ACTION ITEM: Among the records below, find the lines containing "Target" and state only how many there are.

DATA PROVIDED:
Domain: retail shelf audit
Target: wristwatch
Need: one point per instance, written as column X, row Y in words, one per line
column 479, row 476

==

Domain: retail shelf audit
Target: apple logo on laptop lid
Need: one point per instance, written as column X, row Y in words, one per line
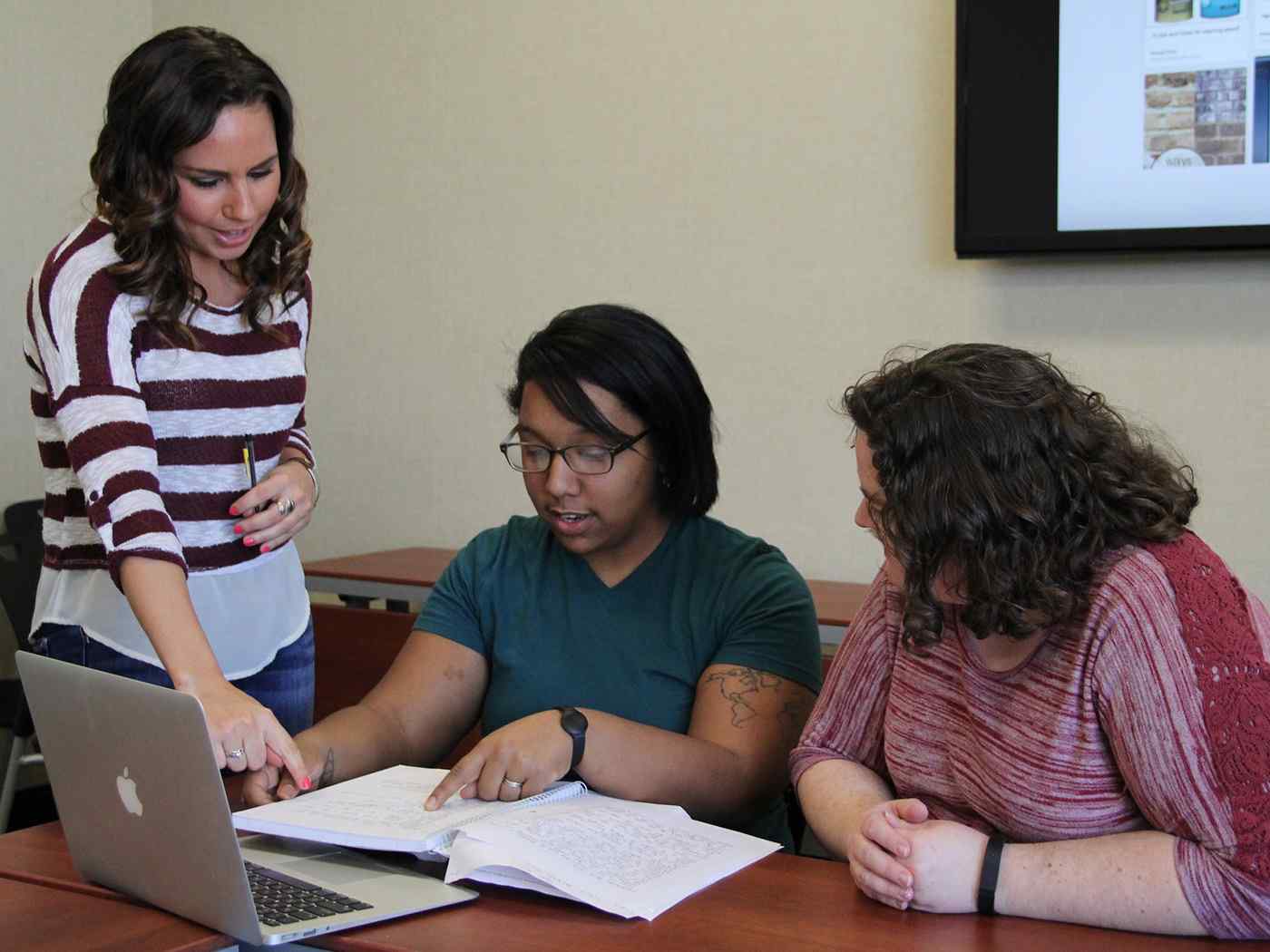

FINAL ANSWER: 2